- **INTÉNTALO**: ¿Puedes retomar el texto sobre los homicidios en México y Colombia y seguir escribiéndolo a partir de su última oración?

México tiene 112 millones de habitantes y registró 15.273 homicidios el año anterior, casi el doble que en el 2009 y casi el triple que en el 2008, por lo que hay gran preocupación allí. Su tasa de criminalidad, por tanto, es de 13 homicidios por cada 100.000 habitantes. En Colombia -aun sin datos consolidados de Medicina Legal- se presume que la cifra de homicidios estuvo entre 15 mil y 16 mil casos, lo cual confirma una mejora sostenida, pues no hay que olvidar de dónde venimos: 28.534 en el 2002.
No obstante, como ‘apenas’ tenemos 44 millones de habitantes, si aplicamos la misma cifra de homicidios de México tendríamos una tasa de 34 crímenes por cada 100.000 habitantes en el 2010, lo que indica que nuestro problema de violencia sigue siendo muy alto; somos -cuando menos- 2,5 veces más violentos que los mexicanos. Pero la tendencia incuestionable es que ellos se están ‘colombianizando’ -sus bandidos ya son más crueles que los nuestros-, mientras en Colombia hay una propensión a superar el problema, que soporta un pesado lastre cultural.
Según la Policía Nacional, el 35 por ciento de los homicidios no son producto del conflicto armado ni de la criminalidad común u organizada, sino de la intolerancia, como cuando alguien mata a otro por orinar contra la pared de su casa. Crímenes resultantes de riñas, malquerencias y reacciones desmedidas que demuestran el perverso clima de convivencia existente en la sociedad colombiana.

- **INFORMACIÓN EXTRAÍDA**:
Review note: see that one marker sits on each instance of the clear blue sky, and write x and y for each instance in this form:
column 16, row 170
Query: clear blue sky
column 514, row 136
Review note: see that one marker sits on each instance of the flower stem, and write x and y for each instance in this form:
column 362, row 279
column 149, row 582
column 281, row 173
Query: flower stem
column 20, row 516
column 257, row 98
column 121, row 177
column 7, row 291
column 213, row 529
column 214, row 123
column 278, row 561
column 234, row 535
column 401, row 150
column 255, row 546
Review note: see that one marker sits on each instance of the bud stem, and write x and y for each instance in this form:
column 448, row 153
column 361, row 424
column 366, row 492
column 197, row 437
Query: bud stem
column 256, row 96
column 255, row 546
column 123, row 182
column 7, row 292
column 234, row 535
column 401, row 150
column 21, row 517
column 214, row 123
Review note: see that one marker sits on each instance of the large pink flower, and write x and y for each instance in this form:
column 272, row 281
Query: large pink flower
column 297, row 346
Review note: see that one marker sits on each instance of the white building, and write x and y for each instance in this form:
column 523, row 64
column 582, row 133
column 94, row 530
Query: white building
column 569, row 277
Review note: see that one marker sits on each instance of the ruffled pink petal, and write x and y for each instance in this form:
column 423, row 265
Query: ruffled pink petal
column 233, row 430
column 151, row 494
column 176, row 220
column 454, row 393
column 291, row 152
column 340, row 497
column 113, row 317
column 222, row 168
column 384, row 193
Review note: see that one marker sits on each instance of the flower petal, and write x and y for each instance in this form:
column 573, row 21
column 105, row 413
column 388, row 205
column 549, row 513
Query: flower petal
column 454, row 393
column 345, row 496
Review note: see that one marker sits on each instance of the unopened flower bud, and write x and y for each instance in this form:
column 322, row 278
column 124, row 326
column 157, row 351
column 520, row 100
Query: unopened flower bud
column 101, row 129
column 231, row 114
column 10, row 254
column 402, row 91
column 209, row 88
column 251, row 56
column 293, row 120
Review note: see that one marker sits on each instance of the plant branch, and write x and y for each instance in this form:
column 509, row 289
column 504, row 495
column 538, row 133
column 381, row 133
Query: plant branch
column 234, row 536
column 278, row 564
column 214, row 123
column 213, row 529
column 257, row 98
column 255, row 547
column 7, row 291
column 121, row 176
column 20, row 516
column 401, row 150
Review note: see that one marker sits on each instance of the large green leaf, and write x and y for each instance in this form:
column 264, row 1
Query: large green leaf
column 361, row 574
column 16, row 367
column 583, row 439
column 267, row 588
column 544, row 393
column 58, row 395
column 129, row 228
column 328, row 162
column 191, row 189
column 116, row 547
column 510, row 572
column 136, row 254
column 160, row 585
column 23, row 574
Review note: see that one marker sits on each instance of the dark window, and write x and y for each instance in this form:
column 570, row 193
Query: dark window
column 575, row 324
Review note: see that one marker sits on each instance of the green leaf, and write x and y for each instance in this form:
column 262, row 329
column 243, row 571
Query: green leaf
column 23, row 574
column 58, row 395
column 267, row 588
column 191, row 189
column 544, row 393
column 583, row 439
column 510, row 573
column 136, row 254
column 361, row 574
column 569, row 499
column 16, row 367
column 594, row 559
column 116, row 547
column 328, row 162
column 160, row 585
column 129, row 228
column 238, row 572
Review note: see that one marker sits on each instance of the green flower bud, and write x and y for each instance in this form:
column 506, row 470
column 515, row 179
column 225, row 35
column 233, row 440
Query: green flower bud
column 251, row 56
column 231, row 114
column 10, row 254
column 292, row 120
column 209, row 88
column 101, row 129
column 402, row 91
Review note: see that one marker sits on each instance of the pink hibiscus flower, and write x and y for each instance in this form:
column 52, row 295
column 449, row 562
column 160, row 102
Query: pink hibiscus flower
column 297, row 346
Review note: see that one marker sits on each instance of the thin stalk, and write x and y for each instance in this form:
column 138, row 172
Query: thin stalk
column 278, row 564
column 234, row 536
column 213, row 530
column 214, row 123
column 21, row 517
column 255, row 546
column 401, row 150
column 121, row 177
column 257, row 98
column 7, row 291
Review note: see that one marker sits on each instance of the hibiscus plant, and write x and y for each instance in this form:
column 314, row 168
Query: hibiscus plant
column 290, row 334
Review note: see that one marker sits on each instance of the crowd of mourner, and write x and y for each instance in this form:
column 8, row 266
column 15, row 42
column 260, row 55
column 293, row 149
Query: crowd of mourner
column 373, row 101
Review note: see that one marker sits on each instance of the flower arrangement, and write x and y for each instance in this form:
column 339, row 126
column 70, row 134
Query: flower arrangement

- **RESPUESTA**:
En el 2010 ocurrieron unos 5.000 casos de este tipo, casi todos con la injerencia del alcohol. Sin ellos, nuestros índices de criminalidad tendrían una reducción sustancial, se ahorrarían miles de millones en asistencia hospitalaria, se reduciría la congestión judicial, mermaría el hacinamiento carcelario, y el impacto general en la economía y la sociedad sería muy positivo. Entonces, no todo es culpa del Estado (ni de la pobreza), sino de cada uno de nosotros.
Ejemplo también de muertes innecesarias y absurdas son las causadas por balas ‘perdidas’, aunque no encuadran del todo en el concepto de intolerancia; son, más bien, casos accidentales, fruto, igualmente, de taras culturales insuperadas. Y, como los colombianos solemos buscar la fiebre en las sábanas, se han tomado como prueba de que es perentorio restringir el porte y la tenencia de armas.
Si bien es cierto que los efectos del armamentismo en Colombia son funestos, dado que el 80 por ciento de los homicidios se cometen con armas de fuego, y que lo ideal es que las armas fuesen monopolio del Estado (siempre y cuando este pueda garantizar un nivel de seguridad aceptable en todo el territorio, cosa que muy pocos Estados pueden cumplir), la realidad es que cada vez que se prohíbe el porte de armas son las legales las que se ven restringidas, no las ilegales.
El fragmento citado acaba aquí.